WHAT TO DO:
How many lines below include the word "pole"? State that number and nothing else.

[Records from a data collection]
..............................
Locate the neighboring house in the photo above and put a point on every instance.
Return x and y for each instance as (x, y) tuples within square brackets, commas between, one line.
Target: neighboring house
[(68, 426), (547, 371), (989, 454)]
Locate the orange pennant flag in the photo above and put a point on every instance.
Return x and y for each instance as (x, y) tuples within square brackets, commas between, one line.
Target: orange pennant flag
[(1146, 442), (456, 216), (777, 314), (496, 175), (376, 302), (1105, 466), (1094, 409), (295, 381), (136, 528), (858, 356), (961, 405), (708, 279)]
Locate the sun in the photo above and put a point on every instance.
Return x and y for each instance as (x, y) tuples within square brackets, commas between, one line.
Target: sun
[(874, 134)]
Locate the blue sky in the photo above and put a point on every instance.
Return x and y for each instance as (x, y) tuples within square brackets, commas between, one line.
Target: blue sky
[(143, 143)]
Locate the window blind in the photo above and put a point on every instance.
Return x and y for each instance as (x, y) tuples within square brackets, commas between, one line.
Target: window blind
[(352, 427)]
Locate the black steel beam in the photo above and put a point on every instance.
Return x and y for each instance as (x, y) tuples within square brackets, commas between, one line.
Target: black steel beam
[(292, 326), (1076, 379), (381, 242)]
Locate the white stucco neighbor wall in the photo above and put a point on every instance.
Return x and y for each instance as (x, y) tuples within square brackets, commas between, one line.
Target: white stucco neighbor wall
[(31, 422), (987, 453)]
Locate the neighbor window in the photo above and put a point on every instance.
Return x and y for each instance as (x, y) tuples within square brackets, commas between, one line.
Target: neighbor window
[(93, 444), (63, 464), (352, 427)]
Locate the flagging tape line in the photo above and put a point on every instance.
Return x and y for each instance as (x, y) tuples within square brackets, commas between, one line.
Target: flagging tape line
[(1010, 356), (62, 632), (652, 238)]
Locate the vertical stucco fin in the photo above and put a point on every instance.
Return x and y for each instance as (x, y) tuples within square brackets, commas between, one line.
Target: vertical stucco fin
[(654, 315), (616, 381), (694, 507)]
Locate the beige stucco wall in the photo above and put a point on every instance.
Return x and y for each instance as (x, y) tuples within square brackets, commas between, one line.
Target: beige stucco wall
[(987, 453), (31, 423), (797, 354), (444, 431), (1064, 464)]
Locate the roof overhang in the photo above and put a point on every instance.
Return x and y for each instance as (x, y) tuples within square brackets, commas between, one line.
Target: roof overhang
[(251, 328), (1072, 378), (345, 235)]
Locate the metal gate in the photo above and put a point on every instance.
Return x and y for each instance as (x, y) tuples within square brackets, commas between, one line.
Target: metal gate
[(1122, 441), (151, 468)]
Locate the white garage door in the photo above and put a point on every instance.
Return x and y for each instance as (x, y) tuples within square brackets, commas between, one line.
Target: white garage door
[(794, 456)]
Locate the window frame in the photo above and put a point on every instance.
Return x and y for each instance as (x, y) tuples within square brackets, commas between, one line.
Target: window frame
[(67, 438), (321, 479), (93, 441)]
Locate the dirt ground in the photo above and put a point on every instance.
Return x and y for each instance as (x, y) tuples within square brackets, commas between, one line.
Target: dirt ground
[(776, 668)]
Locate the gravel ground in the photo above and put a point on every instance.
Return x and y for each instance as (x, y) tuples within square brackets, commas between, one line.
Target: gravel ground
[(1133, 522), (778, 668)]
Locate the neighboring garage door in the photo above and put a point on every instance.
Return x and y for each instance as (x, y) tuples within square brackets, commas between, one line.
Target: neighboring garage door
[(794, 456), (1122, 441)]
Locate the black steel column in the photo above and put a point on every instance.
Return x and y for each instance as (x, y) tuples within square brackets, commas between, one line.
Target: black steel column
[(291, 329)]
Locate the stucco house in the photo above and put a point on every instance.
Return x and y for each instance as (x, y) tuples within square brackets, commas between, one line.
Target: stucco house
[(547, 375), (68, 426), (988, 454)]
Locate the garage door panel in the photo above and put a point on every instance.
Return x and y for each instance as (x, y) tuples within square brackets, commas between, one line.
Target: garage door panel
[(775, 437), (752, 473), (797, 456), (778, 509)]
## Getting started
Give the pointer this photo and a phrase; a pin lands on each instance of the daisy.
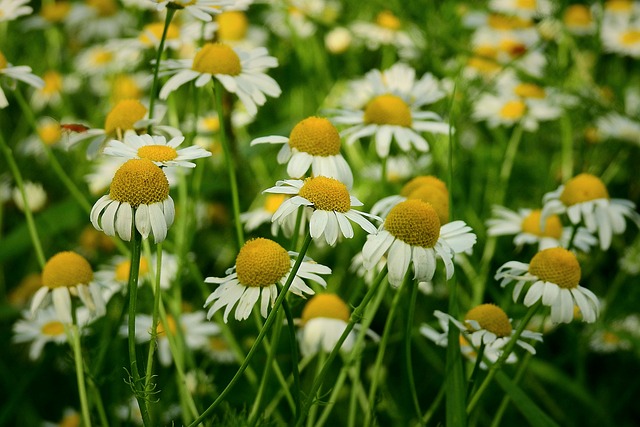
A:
(525, 225)
(313, 143)
(240, 71)
(139, 192)
(64, 275)
(392, 109)
(330, 203)
(260, 266)
(157, 149)
(43, 328)
(555, 274)
(19, 72)
(585, 199)
(412, 234)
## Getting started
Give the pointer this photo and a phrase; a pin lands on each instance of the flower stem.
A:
(267, 325)
(218, 91)
(33, 231)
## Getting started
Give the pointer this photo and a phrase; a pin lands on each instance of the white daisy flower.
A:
(330, 203)
(157, 149)
(555, 274)
(526, 228)
(240, 71)
(43, 328)
(68, 274)
(260, 266)
(16, 72)
(412, 234)
(139, 192)
(313, 143)
(392, 110)
(585, 199)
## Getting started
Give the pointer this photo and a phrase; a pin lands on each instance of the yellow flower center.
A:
(232, 25)
(414, 222)
(139, 182)
(262, 262)
(513, 110)
(124, 115)
(53, 328)
(630, 37)
(55, 11)
(217, 58)
(552, 226)
(157, 153)
(273, 201)
(436, 197)
(388, 110)
(50, 133)
(123, 268)
(529, 90)
(556, 265)
(326, 194)
(583, 188)
(325, 305)
(52, 82)
(388, 20)
(66, 269)
(316, 136)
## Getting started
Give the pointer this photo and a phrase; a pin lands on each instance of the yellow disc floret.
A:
(139, 182)
(556, 265)
(583, 188)
(388, 110)
(262, 262)
(414, 222)
(325, 305)
(491, 318)
(552, 226)
(124, 115)
(316, 136)
(66, 269)
(326, 194)
(217, 58)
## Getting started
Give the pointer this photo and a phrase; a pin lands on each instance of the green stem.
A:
(267, 325)
(31, 225)
(218, 91)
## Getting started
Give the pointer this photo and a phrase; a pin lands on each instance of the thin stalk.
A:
(233, 180)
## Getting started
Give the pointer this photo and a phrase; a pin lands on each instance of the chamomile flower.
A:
(330, 203)
(313, 143)
(240, 71)
(139, 192)
(412, 234)
(555, 274)
(16, 72)
(585, 199)
(391, 109)
(157, 149)
(68, 274)
(260, 266)
(526, 227)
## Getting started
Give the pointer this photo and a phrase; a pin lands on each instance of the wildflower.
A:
(390, 108)
(526, 226)
(19, 72)
(585, 199)
(260, 265)
(240, 71)
(64, 275)
(412, 234)
(140, 191)
(555, 274)
(331, 203)
(313, 143)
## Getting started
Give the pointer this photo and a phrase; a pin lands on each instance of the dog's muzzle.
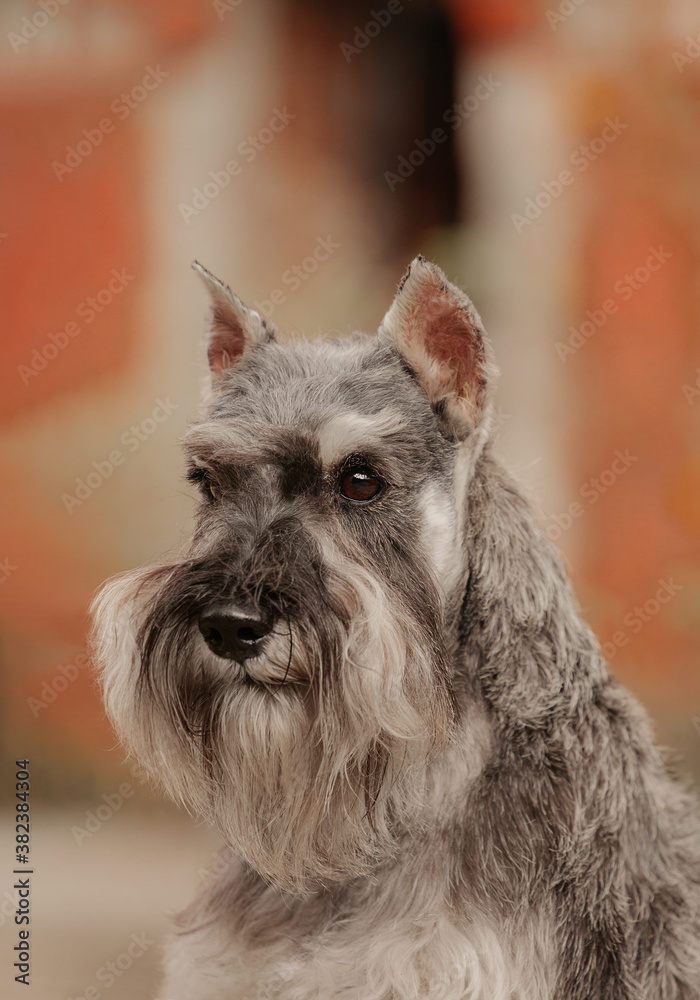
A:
(234, 633)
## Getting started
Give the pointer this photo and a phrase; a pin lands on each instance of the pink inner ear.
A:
(449, 338)
(225, 347)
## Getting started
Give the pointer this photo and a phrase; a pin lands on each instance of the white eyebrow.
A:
(351, 431)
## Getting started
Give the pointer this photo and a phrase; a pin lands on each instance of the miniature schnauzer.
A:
(370, 674)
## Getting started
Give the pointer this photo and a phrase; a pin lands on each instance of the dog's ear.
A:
(437, 330)
(232, 327)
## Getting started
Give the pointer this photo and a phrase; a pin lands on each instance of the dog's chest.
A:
(410, 957)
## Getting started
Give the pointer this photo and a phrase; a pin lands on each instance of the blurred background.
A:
(545, 153)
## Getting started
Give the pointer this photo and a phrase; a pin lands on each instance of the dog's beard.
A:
(311, 758)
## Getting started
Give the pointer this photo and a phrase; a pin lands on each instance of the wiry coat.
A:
(432, 784)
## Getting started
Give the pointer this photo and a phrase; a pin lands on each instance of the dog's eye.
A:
(201, 478)
(360, 485)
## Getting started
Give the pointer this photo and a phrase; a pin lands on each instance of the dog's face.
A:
(290, 679)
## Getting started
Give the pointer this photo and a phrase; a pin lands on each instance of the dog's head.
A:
(291, 678)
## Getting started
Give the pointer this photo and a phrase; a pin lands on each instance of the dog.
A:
(370, 674)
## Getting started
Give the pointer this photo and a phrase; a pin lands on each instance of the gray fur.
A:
(432, 784)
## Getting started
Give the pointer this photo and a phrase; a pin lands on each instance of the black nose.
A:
(234, 633)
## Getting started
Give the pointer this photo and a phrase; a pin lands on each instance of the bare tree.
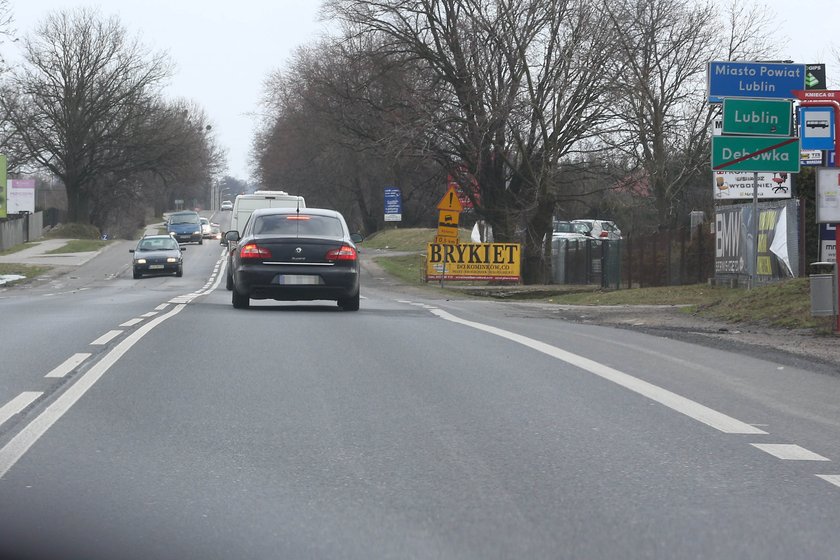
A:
(506, 89)
(84, 89)
(664, 121)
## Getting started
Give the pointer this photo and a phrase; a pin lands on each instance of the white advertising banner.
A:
(729, 185)
(21, 196)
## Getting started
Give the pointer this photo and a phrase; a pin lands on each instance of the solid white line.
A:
(692, 409)
(17, 404)
(26, 438)
(69, 365)
(789, 452)
(832, 478)
(106, 338)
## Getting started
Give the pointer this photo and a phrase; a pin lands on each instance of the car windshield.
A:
(160, 244)
(298, 225)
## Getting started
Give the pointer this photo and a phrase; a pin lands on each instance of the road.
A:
(149, 419)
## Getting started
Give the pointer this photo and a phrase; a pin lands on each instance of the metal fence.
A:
(20, 228)
(666, 258)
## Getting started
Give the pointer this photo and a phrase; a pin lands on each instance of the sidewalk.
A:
(37, 255)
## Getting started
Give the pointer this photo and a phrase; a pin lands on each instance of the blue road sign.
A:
(754, 79)
(816, 128)
(393, 204)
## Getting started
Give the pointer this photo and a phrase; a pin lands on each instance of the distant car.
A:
(209, 230)
(290, 254)
(569, 230)
(157, 254)
(601, 229)
(185, 227)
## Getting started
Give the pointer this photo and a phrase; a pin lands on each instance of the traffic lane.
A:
(58, 331)
(446, 442)
(794, 404)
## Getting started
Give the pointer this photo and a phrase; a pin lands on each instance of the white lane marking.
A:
(69, 365)
(692, 409)
(17, 404)
(32, 432)
(832, 478)
(789, 452)
(106, 338)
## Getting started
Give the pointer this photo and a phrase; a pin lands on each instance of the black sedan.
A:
(288, 254)
(158, 254)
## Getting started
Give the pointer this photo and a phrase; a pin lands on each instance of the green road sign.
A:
(762, 117)
(755, 153)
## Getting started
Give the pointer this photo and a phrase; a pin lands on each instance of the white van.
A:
(244, 204)
(243, 207)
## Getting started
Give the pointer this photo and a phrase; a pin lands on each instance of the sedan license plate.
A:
(298, 279)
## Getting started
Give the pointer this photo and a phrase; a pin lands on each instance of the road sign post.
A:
(449, 209)
(826, 98)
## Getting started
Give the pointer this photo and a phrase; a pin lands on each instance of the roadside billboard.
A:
(777, 243)
(729, 185)
(474, 261)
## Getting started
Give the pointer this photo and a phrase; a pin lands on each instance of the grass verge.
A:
(25, 270)
(79, 246)
(784, 304)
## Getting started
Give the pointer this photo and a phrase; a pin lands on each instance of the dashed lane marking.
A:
(789, 452)
(692, 409)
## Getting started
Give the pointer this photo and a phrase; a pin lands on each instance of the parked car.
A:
(290, 254)
(157, 254)
(600, 229)
(569, 230)
(185, 227)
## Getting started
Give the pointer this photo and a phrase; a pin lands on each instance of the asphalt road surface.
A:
(149, 419)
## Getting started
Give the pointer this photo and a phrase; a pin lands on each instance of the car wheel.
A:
(240, 301)
(349, 304)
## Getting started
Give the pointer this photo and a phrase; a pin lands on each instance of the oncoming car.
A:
(157, 254)
(185, 227)
(287, 254)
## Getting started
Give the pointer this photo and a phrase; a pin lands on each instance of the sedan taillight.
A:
(345, 253)
(254, 251)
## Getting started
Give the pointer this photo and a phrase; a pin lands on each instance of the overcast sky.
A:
(224, 51)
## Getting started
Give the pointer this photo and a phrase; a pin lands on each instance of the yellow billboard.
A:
(474, 261)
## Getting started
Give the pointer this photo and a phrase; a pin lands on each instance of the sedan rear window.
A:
(298, 225)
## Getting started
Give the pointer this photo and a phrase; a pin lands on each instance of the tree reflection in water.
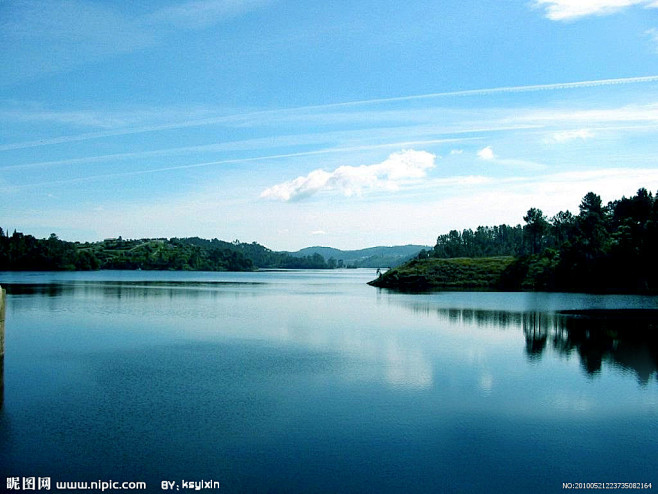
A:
(626, 339)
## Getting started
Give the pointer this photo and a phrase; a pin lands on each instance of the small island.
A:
(604, 249)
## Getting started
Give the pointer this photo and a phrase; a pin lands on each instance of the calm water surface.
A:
(311, 381)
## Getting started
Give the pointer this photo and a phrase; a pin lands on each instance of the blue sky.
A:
(342, 123)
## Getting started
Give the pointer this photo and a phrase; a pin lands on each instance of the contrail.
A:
(211, 147)
(283, 111)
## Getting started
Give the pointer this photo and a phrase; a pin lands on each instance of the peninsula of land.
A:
(603, 249)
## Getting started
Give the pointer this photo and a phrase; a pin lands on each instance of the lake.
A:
(313, 381)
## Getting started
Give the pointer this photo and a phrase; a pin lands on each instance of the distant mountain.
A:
(372, 257)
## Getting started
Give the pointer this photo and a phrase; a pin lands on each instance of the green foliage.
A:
(603, 249)
(446, 274)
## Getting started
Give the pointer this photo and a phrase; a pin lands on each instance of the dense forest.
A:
(25, 252)
(604, 248)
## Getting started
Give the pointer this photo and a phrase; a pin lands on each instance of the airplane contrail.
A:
(283, 111)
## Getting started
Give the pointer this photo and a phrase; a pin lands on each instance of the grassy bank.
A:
(462, 273)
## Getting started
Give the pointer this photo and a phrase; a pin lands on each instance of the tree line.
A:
(20, 252)
(605, 248)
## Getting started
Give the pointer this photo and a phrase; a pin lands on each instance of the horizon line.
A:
(374, 101)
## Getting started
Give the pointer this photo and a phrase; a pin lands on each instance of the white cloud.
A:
(486, 153)
(571, 135)
(397, 169)
(564, 10)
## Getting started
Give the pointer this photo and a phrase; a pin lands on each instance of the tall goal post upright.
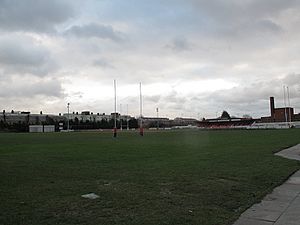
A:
(141, 112)
(115, 106)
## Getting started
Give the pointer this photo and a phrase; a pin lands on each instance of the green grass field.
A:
(179, 177)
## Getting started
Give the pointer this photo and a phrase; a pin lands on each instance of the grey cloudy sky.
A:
(193, 57)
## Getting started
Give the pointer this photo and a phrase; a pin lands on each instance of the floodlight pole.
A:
(115, 114)
(141, 112)
(284, 97)
(127, 118)
(157, 118)
(289, 103)
(68, 124)
(121, 125)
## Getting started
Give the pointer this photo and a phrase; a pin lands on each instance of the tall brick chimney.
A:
(272, 108)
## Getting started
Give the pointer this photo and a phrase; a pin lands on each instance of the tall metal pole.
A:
(121, 125)
(127, 118)
(68, 124)
(284, 103)
(115, 114)
(141, 112)
(157, 118)
(289, 103)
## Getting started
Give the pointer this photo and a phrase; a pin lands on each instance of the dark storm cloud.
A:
(250, 95)
(21, 55)
(103, 63)
(179, 44)
(27, 88)
(33, 15)
(96, 31)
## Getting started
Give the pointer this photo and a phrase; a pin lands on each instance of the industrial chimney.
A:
(272, 108)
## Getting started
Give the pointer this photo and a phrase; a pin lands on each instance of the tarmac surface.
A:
(282, 206)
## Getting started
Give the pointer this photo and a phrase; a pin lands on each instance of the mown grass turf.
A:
(182, 177)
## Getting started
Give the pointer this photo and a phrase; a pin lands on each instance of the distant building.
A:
(15, 117)
(226, 121)
(179, 121)
(156, 121)
(285, 114)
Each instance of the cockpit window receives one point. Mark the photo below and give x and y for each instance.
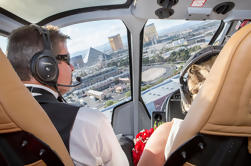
(3, 43)
(99, 54)
(167, 45)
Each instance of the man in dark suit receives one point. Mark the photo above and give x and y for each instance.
(41, 59)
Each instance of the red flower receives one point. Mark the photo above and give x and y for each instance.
(140, 142)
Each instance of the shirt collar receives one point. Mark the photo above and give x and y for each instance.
(42, 87)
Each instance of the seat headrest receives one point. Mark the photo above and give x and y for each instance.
(223, 105)
(20, 111)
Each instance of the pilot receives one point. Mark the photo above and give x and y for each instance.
(160, 142)
(41, 59)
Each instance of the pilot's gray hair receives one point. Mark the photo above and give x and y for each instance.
(24, 42)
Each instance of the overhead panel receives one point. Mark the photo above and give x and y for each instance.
(36, 10)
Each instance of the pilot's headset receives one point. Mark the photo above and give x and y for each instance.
(200, 57)
(43, 65)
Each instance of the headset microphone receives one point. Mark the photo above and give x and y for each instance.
(74, 85)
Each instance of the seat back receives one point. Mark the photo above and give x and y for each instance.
(223, 105)
(20, 112)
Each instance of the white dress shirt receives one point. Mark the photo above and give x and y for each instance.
(92, 139)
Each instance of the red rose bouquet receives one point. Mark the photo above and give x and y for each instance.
(140, 142)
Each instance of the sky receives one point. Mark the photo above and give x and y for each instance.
(92, 34)
(96, 33)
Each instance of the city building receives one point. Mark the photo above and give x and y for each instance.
(97, 94)
(150, 34)
(116, 42)
(77, 61)
(94, 57)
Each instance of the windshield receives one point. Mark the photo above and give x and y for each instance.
(99, 54)
(167, 45)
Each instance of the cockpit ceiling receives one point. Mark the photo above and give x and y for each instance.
(34, 11)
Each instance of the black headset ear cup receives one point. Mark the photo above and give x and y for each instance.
(44, 67)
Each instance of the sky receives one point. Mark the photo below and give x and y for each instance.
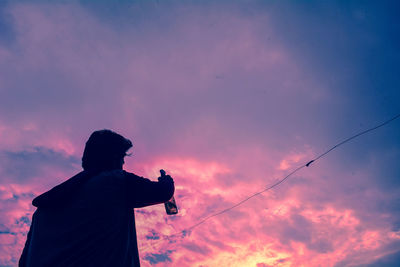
(228, 97)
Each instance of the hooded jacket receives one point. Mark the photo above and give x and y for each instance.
(89, 220)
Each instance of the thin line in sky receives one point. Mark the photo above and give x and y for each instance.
(185, 231)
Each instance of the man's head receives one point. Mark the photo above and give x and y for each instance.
(105, 150)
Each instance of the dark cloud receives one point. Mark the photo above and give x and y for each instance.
(22, 166)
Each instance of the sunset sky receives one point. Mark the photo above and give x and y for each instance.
(228, 97)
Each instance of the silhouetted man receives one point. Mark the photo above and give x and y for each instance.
(89, 219)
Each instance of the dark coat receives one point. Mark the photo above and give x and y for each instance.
(89, 220)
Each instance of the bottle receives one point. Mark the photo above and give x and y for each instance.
(170, 205)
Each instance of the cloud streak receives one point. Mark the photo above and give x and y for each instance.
(228, 99)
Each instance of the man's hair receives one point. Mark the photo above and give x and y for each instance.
(103, 150)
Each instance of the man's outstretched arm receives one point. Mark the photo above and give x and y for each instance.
(142, 192)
..............................
OUTPUT OF THE TASK:
2